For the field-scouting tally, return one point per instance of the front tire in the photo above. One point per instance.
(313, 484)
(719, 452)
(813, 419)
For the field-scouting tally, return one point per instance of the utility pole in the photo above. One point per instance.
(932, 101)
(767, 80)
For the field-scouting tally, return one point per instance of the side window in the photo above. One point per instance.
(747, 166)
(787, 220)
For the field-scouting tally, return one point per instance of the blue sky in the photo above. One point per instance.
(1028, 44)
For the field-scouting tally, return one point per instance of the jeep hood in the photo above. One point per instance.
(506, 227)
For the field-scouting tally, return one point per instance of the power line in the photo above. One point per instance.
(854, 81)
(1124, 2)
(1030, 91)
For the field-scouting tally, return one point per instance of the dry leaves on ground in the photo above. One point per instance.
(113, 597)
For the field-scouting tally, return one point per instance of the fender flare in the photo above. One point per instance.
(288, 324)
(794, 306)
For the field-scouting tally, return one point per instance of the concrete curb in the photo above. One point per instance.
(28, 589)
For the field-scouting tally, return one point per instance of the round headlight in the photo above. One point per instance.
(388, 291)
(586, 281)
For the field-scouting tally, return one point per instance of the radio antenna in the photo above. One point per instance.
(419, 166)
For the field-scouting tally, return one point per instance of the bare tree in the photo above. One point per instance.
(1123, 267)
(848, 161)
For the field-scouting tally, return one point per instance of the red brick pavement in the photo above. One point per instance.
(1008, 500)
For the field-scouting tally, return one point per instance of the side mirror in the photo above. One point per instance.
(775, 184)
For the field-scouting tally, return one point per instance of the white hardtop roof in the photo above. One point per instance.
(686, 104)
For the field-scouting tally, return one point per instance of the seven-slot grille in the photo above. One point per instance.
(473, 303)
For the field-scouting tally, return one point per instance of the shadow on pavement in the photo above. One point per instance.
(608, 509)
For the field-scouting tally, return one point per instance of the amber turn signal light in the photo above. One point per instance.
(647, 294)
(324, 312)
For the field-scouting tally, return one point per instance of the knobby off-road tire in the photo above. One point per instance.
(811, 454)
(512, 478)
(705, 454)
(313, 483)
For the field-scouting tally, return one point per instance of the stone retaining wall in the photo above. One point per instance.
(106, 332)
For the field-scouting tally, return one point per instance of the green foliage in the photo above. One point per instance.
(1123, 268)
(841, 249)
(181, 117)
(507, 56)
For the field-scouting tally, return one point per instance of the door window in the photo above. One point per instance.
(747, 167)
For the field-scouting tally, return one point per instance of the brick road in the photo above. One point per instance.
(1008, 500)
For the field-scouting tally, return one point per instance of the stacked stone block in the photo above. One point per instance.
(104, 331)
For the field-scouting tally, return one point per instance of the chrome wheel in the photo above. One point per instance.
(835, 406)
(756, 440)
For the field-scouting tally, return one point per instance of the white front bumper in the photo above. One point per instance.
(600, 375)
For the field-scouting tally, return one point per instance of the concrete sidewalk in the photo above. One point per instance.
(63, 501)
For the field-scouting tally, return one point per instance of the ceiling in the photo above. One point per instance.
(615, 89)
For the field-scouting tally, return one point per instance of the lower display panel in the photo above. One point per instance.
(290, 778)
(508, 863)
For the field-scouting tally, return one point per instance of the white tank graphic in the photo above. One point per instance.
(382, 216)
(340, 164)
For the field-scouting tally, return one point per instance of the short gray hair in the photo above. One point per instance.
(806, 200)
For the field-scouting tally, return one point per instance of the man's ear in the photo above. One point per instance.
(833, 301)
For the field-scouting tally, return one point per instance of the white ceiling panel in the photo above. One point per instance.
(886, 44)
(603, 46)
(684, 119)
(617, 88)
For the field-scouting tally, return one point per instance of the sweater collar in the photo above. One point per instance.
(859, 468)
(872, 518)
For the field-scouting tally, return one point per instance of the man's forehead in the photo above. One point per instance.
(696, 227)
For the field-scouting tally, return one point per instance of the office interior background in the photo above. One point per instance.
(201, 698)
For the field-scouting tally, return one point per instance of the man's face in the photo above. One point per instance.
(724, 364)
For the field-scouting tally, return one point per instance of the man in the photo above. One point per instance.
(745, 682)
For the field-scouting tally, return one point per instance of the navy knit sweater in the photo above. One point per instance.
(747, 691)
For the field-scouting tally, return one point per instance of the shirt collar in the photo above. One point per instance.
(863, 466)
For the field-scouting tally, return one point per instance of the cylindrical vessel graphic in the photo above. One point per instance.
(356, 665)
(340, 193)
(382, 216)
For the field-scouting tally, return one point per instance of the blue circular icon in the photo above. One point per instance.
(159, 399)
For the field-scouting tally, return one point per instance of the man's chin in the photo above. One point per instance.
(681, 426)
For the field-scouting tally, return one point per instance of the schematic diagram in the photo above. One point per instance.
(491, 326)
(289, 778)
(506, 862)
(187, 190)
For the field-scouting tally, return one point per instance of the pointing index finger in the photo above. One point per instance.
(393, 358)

_OBJECTIVE_. Copy out all of the lines above, replacing every "field-scouting tally" with "site survey count" and keeping everything else the same.

_EXERCISE ANSWER_.
For the site survey count, return one point per instance of the front tire in the photo above. One point per instance.
(313, 484)
(719, 452)
(813, 419)
For the site survey count, return one point per instance of the utility pole in the photo above. One point per instance.
(932, 101)
(767, 80)
For the site survey count, return one point per instance of the side window in the photo above. One point per instance.
(747, 166)
(787, 220)
For the site survey count, return one point per instance of the blue sky in the photo above. One point per instance.
(1028, 44)
For the site survey count, return one point per instance of the jeep hood in the photo above. One point per instance.
(506, 227)
For the site survey count, return one point per instance of the power line in the photo above. One point per instance.
(854, 81)
(1124, 2)
(1030, 91)
For the site survey count, return one point per instance of the dry leaves on ground in the photo above. One point per instance.
(113, 597)
For the site survey count, return one point per instance of the fender flare in the photo above. One point per instance.
(288, 324)
(794, 306)
For the site survey count, return one point per instance of the concrete curb in the photo above. One point per instance.
(28, 589)
For the site survey count, return one point per instance of the round headlight in the photo above. One point per instance.
(388, 291)
(586, 281)
For the site survey count, return one point per instance of the radio antenna in the photo above. One point per instance.
(419, 166)
For the site survey count, return one point per instance of the bare tree in the photo above. One point per instance.
(1123, 267)
(848, 161)
For the site survey count, return one point per instance of the red brick pavement in the photo above. One point per instance.
(1008, 500)
For the site survey count, return one point per instance of the side mirror in the photo above. One point per instance.
(775, 184)
For the site survey count, return one point per instance of the white hardtop roof in the photo above. One point per instance.
(686, 104)
For the site survey count, return one point per instance of the seven-slot grille in the photo above. One point per instance.
(473, 303)
For the site survey count, return one point per instance of the shadow on pavement in the photo above. One point per instance.
(608, 509)
For the site survey count, return one point per instance of the amber turn signal light in the photo above. One point per instance.
(647, 294)
(324, 312)
For the site survey count, return one point per instance of the knobby off-road tire in the photo above. One point per instance.
(811, 454)
(512, 478)
(705, 454)
(313, 483)
For the site survey count, return one point per instance of the stone retaining wall in the photo above. One point per instance.
(106, 332)
For the site survey count, return one point per instance of the green foliage in the photo above. One point per instance.
(1123, 268)
(841, 249)
(181, 117)
(507, 56)
For the site survey count, return one point per instance of the door window in the photo above. One point per instance.
(747, 167)
For the site survey count, return one point per instance of the brick road in the photo above. One point per instance.
(1008, 500)
For the site survey count, return one point per instance of the stacked stone block in the photo above. One point per instance.
(104, 331)
For the site survey count, return one point per instance of the chrome wheel in the photo above. One point per instance.
(835, 406)
(756, 440)
For the site survey count, return one point per instance of the white front bumper in the photo above. One point per instance.
(600, 375)
For the site survey count, return one point per instance of the concrete sidewalk in the photo above. One point per instance.
(63, 501)
For the site survey count, return one point per instance of the ceiling in the photo above. One point per instance.
(615, 89)
For the site survey count, return one point per instance of the lower display panel in the photo above. One point per instance.
(290, 778)
(508, 863)
For the site survey count, return one point per instance of the white tank graphic in the photo above. One point per instance.
(382, 216)
(340, 164)
For the site survey count, return one point per instance of the short gray hair in the photo above. One point per instance.
(806, 200)
For the site survey count, return one point per instance of the man's ear in the photo above. One point per instance.
(833, 301)
For the site survey count, return one point per instance of the white ceiling panel in the photo above. One point per instance.
(886, 44)
(603, 46)
(684, 119)
(617, 88)
For the site survey count, return one point per instance of the sweater collar in the photo above. One point per instance.
(859, 468)
(872, 518)
For the site survey count, return one point per instance of the man's forehead in the photo above. One point per instance.
(696, 227)
For the site survey count, return one point per instance of the office interior background in the photo above. One point per instance.
(201, 698)
For the site survey count, return one point per instance of the man's face in the photo above. One point per instance.
(724, 364)
For the site survey count, return one point per instance of the man in the photo above. One point per instance.
(745, 682)
For the site survey count, return one point per instance of the navy knit sweater in the photo above. One point per instance.
(747, 691)
For the site survey count, return one point per instance of the shirt collar in the photo above. One point per instance.
(863, 466)
For the site survey count, return one point per instance of the cylindrical vessel graphic in the photo above. One point per instance.
(356, 665)
(340, 193)
(382, 216)
For the site survey count, return one point per instance of the blue circular icon in the photo above. One point per instance.
(159, 399)
For the site survey count, return one point per instance of the man's chin in the photo above. One point per instance.
(681, 426)
For the site survey count, return one point per instance of the schematic diagram in the photo above. One point per instance.
(491, 326)
(289, 778)
(506, 862)
(187, 190)
For the site survey count, return one point per instance of the pointing index finger in the photo above. One point per instance.
(393, 358)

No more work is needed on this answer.